▶ [Objective] Render everything from the beginning of the items down to and including the line containing "column 1103, row 32" as a numbered list, leaving out any blank lines.

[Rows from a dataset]
•••

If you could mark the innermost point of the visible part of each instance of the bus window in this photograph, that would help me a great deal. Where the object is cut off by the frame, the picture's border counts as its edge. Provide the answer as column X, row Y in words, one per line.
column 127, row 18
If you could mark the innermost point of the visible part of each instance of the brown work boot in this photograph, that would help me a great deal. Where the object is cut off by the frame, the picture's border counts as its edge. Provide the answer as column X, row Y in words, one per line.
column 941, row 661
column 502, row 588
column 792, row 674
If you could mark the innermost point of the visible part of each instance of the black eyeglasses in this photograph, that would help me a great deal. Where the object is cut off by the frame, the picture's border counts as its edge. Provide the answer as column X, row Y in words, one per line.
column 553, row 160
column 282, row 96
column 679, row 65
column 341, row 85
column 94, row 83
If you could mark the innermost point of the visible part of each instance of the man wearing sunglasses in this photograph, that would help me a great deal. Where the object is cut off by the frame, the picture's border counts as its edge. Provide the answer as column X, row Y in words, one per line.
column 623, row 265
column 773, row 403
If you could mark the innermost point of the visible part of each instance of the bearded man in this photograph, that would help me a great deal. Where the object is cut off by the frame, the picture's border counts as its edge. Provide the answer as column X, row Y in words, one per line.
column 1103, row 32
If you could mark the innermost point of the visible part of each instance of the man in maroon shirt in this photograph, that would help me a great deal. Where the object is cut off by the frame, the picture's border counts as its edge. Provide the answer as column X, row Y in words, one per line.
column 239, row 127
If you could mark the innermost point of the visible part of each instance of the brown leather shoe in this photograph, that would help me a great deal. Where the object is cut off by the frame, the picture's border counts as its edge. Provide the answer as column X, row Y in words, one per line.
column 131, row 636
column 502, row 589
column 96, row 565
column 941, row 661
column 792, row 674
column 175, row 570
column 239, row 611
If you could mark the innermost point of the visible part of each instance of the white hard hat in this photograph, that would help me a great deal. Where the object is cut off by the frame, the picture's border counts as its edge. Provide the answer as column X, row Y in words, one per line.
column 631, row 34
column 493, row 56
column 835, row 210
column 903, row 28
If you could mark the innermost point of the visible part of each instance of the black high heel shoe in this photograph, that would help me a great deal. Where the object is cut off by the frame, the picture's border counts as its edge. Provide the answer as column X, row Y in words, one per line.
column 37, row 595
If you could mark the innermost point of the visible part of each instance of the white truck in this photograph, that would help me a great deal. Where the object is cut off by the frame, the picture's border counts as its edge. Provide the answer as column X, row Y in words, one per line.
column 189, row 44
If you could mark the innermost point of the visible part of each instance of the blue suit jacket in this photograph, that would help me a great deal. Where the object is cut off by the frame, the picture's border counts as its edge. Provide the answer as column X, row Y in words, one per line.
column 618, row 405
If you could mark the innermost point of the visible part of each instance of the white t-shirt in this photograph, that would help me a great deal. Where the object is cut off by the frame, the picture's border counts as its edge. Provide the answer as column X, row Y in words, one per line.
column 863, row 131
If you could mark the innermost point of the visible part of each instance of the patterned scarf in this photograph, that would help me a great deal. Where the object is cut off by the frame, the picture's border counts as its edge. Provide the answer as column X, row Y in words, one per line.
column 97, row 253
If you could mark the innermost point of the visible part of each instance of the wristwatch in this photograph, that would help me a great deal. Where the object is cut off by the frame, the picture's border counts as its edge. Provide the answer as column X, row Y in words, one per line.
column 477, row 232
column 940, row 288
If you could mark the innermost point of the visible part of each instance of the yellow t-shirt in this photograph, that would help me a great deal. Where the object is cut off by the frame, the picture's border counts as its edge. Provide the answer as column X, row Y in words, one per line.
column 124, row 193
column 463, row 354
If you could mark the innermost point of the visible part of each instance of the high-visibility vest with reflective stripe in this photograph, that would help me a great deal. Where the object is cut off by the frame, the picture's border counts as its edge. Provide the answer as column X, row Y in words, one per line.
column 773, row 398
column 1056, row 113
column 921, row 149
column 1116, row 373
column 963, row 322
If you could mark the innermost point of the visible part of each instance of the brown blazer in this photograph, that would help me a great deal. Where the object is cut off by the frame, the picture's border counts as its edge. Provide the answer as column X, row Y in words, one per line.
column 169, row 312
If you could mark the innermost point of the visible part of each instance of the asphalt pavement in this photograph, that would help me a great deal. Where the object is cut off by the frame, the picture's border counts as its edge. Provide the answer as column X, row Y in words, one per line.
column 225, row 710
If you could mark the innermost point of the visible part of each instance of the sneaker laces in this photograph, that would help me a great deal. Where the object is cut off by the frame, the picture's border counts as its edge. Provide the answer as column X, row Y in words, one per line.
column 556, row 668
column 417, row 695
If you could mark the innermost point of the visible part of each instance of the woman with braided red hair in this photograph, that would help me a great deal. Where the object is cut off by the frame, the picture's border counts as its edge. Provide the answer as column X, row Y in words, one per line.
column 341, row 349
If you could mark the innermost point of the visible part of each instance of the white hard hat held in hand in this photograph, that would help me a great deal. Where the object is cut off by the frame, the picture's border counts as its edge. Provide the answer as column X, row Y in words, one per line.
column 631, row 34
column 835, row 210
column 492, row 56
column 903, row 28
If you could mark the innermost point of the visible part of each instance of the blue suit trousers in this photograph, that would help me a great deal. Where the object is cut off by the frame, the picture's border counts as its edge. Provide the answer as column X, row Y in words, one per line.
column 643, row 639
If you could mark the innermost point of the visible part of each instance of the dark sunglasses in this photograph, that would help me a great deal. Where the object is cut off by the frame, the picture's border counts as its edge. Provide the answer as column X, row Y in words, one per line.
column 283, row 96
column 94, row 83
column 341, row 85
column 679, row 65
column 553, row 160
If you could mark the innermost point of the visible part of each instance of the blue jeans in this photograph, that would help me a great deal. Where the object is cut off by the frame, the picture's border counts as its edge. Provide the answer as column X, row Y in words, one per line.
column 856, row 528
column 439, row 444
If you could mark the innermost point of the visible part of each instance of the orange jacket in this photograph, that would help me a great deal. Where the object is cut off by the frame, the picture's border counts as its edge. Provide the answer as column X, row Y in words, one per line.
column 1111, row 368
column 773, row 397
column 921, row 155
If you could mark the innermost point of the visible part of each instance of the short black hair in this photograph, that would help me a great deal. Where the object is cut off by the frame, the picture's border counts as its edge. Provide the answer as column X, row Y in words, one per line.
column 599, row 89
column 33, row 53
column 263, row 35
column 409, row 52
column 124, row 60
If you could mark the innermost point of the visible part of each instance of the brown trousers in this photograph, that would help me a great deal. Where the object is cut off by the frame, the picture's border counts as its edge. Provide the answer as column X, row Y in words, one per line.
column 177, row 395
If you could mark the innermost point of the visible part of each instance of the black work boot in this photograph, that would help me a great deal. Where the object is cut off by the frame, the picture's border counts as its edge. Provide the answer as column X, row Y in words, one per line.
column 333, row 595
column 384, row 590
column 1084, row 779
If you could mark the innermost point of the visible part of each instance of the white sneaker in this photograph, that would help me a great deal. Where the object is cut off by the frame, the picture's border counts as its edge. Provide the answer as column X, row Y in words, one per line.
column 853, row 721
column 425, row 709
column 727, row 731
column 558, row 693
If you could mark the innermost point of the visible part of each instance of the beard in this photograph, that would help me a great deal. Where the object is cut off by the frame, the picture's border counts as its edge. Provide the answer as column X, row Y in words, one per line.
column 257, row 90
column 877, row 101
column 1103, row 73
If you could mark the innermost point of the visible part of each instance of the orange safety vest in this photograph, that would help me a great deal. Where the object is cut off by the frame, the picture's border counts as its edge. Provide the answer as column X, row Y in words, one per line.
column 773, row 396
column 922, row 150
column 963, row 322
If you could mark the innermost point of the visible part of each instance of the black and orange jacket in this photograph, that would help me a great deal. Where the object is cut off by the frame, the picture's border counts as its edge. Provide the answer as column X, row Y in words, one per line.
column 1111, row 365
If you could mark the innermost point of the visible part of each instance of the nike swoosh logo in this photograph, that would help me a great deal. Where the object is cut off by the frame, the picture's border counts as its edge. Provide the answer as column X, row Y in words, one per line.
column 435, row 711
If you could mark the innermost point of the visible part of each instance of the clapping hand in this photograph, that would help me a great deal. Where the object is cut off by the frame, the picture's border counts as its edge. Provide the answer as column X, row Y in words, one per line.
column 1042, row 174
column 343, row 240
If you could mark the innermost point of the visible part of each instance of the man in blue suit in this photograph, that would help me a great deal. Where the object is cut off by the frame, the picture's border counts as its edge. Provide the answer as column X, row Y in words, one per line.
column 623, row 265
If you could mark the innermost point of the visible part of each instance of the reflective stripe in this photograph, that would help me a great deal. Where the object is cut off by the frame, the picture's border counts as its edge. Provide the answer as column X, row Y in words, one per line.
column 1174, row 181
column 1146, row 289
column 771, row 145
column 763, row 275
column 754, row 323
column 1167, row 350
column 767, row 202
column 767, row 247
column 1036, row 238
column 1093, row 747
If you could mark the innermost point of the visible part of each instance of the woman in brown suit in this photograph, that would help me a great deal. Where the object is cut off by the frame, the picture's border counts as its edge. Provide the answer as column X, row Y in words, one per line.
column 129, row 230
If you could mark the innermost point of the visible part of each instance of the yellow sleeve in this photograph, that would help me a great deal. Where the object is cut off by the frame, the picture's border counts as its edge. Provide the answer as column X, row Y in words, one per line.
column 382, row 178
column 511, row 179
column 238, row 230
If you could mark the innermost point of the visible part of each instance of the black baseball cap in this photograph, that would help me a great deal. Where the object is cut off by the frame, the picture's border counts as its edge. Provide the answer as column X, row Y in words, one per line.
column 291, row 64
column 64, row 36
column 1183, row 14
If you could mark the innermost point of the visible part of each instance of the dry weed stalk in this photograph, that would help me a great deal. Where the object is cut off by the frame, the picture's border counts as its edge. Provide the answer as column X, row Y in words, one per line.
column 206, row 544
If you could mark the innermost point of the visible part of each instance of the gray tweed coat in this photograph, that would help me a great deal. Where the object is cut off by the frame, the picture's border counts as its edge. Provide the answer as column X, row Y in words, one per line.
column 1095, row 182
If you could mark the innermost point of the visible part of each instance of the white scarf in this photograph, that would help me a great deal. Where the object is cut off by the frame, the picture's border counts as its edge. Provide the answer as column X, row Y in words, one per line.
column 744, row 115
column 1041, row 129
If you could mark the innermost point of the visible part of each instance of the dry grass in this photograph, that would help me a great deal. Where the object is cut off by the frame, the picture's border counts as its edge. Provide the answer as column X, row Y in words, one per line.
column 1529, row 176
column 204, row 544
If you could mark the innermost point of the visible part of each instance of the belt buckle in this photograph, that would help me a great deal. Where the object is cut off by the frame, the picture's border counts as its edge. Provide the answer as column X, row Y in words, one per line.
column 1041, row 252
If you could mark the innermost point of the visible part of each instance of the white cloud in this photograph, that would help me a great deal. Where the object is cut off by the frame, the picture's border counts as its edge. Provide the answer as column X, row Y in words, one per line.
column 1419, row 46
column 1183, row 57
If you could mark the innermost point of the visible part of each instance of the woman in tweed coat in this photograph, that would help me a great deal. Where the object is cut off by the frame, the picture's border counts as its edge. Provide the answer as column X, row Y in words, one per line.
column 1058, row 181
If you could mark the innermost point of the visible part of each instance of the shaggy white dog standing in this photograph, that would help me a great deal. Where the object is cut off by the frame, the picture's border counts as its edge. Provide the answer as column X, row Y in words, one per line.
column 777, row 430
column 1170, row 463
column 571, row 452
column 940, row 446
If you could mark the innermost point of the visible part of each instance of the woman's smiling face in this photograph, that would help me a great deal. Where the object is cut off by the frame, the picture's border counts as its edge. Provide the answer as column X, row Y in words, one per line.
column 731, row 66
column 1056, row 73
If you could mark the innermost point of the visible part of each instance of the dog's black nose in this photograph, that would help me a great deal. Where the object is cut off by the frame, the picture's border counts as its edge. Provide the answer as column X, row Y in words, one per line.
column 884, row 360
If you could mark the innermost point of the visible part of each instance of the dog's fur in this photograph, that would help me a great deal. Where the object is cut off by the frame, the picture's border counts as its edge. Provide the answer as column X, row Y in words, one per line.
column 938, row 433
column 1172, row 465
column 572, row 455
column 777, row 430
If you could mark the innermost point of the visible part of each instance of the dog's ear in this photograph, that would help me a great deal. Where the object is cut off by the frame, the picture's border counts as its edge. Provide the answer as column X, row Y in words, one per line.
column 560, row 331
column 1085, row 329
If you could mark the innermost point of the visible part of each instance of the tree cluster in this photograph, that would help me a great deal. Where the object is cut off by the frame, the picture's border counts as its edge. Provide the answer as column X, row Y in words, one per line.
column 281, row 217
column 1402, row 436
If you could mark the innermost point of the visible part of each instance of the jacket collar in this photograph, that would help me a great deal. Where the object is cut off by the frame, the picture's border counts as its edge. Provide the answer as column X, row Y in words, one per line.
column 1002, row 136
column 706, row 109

•••

▶ [Correct output]
1. If you could mark the innermost point of the visible part of each instance of the bus window in this photograph, that would help me a great deal. Where the object is cut off by the frame, the picture's border counts as its edge. Provide the answer as column X, row Y in words, one per line.
2. column 127, row 18
3. If you could mark the innermost point of the visible part of each instance of the brown work boot in this photograph, that would help me a great deal. Where the object is cut off by the frame, the picture's border counts as its edge. Provide the answer as column X, row Y in words, one per line.
4. column 941, row 661
5. column 502, row 588
6. column 792, row 674
7. If you could mark the innermost point of the visible part of each instance of the black eyeglasses in this photograph, that would help me a great deal. Where the object is cut off by the frame, the picture's border counts as its edge. Provide the answer as column X, row Y in words, one per line.
8. column 553, row 160
9. column 282, row 96
10. column 679, row 65
11. column 341, row 85
12. column 94, row 83
13. If you could mark the innermost point of the visible part of each instance of the man wearing sunglasses in this photograph, that would help me a great deal. Where the object is cut off by the frame, the picture's border counts as its edge. Provide the answer as column X, row Y in words, one per line.
14. column 623, row 265
15. column 773, row 403
16. If you could mark the innermost point of the visible part of each instance of the bearded man in this photograph, that would help me a great deal. Where the object is cut off by the frame, the picture's border counts as its edge. Provide the answer as column X, row Y in words, one per line.
17. column 1103, row 32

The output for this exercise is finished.